Among the records below, find the line that has "the catcher's helmet."; from there, give the lines again exactly, and stop after the line that has "logo on jersey.".

+++

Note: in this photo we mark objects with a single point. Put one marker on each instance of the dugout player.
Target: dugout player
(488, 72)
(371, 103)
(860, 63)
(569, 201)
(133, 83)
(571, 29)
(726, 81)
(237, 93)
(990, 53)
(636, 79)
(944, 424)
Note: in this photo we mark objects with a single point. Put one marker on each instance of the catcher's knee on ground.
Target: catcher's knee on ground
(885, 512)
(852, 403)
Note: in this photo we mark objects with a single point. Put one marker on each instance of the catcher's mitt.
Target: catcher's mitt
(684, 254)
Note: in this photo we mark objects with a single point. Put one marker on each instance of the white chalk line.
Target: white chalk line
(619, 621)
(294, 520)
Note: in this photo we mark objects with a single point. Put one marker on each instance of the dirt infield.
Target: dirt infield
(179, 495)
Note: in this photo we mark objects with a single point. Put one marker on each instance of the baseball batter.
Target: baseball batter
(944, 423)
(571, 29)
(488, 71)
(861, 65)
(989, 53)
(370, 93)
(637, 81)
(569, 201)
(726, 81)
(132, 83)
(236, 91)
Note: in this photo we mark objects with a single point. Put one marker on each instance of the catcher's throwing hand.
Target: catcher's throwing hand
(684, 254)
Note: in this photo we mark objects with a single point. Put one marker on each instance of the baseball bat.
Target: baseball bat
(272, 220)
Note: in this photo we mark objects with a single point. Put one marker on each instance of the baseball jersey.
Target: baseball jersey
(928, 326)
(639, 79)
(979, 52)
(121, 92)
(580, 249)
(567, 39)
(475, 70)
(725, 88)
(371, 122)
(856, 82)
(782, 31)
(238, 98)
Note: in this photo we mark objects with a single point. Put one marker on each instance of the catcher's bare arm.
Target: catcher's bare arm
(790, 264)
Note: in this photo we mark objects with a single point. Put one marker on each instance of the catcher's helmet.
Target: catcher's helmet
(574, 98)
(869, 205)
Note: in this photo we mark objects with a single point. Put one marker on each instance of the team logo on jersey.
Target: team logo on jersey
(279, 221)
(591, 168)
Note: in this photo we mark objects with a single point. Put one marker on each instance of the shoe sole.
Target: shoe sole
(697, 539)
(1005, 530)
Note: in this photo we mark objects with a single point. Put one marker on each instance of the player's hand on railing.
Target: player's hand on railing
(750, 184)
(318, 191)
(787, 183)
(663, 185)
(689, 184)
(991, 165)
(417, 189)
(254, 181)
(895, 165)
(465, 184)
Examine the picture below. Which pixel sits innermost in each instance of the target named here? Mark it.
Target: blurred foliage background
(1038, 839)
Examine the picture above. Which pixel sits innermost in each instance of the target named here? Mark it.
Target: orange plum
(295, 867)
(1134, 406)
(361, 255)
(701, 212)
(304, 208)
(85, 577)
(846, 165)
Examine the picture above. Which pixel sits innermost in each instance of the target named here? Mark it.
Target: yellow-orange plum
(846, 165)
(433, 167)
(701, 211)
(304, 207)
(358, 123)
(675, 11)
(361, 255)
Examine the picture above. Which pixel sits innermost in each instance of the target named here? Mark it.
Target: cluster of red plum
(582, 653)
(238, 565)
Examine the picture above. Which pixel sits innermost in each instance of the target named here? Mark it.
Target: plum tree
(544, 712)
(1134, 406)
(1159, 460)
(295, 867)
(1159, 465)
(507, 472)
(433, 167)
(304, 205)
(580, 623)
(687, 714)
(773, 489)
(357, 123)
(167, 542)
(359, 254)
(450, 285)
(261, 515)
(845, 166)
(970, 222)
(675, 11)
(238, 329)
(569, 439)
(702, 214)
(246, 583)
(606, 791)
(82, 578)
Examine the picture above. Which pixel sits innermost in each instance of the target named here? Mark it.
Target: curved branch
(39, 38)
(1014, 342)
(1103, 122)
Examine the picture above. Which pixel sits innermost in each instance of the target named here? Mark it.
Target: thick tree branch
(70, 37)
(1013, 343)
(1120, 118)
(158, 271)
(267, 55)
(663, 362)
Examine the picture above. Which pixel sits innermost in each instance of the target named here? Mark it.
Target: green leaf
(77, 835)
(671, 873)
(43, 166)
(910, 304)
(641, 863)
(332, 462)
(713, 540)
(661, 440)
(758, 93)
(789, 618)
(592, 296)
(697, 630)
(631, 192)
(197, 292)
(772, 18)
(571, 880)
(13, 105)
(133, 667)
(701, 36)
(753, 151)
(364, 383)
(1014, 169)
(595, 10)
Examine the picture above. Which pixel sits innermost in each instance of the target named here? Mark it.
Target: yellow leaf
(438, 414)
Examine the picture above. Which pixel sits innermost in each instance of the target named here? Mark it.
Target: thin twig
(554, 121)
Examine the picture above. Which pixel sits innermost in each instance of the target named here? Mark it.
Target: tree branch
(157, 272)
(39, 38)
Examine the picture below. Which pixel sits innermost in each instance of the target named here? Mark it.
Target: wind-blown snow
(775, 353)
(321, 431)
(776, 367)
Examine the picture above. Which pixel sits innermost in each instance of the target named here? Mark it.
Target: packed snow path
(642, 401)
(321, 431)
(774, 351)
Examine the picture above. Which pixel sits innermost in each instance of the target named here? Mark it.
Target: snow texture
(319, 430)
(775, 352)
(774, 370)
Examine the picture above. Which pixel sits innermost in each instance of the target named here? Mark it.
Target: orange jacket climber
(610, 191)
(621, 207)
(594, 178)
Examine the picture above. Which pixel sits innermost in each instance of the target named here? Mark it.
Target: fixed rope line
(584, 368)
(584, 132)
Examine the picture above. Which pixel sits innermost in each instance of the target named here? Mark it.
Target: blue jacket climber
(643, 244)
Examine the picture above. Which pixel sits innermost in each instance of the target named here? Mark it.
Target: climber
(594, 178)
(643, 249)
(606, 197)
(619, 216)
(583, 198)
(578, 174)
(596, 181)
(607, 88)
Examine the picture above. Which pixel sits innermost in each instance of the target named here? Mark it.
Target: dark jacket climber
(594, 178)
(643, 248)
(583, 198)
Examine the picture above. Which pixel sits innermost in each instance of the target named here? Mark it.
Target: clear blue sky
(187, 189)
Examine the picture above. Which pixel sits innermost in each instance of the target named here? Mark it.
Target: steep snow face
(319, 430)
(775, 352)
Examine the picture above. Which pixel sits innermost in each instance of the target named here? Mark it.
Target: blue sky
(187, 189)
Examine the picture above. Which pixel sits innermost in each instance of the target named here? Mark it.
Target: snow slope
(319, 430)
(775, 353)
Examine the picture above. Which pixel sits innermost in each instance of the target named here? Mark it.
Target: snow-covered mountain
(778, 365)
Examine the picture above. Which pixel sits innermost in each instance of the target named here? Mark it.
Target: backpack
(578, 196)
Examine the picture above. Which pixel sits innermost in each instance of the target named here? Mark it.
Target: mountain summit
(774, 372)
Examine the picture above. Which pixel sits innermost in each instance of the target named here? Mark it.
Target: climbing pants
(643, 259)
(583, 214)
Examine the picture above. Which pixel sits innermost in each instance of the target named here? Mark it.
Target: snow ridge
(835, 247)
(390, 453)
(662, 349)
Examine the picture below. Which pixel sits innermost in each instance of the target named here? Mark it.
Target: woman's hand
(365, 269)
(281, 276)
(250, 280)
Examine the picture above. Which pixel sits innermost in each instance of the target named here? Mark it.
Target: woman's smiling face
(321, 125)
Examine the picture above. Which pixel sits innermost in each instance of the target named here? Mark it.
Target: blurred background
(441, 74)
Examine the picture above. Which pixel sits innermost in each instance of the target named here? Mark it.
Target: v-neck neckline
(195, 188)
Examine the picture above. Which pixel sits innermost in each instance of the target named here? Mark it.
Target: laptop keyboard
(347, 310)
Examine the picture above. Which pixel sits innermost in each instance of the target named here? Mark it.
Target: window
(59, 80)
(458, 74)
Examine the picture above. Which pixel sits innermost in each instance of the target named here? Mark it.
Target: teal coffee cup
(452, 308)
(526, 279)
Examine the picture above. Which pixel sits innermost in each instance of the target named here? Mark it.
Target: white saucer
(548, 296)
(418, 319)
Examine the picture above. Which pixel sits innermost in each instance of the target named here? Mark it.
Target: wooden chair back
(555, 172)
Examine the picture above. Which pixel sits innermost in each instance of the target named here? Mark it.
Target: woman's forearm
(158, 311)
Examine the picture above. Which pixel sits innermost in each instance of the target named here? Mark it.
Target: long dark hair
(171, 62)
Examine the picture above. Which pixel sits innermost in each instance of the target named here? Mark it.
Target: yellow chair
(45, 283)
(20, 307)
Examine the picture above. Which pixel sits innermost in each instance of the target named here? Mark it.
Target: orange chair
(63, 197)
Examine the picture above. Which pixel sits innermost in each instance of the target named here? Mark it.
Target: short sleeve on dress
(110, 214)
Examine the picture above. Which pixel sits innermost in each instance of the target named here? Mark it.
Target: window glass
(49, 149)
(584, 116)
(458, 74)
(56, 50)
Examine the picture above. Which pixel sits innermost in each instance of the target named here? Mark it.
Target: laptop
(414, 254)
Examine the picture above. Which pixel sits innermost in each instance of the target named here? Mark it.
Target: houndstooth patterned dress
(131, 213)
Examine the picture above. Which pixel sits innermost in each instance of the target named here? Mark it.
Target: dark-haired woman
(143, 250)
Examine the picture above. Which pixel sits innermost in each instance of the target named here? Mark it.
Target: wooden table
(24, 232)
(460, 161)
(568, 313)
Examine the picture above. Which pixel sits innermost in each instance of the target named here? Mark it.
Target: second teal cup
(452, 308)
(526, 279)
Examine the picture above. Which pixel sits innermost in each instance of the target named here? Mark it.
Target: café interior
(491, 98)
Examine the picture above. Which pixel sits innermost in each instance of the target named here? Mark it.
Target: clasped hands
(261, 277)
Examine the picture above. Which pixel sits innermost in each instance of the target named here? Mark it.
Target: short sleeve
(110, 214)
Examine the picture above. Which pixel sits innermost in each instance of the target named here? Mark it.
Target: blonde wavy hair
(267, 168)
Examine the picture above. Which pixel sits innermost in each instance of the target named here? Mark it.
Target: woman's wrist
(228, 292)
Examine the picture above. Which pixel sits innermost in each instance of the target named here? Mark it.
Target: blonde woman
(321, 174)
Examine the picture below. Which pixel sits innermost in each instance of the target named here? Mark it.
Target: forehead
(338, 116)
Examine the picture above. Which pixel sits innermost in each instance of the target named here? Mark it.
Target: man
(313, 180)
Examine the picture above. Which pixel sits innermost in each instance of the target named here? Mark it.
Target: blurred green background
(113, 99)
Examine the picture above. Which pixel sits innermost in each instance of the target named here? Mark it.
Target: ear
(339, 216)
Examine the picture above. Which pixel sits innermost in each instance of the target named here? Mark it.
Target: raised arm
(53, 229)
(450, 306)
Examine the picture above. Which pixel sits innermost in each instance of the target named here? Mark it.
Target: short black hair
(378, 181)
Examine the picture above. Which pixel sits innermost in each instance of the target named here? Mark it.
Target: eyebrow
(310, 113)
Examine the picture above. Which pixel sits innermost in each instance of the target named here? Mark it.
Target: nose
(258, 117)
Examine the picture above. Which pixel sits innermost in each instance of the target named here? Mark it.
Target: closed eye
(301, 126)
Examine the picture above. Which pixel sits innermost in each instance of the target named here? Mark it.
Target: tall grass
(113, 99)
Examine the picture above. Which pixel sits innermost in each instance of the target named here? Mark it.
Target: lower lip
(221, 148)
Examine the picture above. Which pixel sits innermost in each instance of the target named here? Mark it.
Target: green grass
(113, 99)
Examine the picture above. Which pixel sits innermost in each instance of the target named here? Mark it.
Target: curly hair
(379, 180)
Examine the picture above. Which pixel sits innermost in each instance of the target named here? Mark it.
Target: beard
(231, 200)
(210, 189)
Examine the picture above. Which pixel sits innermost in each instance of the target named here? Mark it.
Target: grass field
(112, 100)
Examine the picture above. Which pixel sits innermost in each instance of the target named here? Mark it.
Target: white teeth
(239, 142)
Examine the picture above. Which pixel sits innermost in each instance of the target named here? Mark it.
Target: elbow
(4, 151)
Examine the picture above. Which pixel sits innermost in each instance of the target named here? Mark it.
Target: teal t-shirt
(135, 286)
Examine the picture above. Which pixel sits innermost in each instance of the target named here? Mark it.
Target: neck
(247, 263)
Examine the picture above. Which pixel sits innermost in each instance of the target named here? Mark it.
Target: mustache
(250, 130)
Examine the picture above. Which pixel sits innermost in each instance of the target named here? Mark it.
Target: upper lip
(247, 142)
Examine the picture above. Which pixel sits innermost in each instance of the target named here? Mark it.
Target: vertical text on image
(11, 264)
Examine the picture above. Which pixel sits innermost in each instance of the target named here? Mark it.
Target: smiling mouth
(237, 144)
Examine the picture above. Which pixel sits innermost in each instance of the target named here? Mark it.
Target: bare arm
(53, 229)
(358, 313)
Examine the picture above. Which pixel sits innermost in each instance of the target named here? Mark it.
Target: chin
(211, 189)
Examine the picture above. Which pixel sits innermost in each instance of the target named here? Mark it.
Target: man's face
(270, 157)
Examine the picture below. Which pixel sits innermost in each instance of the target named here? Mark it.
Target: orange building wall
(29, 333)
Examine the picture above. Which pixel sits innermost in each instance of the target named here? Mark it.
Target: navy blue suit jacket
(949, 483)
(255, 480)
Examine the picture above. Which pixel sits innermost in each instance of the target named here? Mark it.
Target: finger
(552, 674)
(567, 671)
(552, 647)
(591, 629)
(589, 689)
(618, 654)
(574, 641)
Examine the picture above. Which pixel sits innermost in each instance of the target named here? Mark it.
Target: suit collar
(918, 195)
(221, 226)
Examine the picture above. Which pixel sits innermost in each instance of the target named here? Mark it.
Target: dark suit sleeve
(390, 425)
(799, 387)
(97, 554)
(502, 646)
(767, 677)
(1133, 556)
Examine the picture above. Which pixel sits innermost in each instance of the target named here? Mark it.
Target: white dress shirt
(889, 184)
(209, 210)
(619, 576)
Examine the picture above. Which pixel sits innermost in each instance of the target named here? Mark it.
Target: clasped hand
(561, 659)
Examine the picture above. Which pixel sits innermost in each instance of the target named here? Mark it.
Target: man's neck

+++

> OUTPUT
Note: in this photo we mark objects with a single point. Put one marker on each instance of the catcher's helmet.
Target: catcher's helmet
(574, 98)
(869, 205)
Note: in this photo we mark objects with a single point. Put one marker on each instance of the team logo on jersey.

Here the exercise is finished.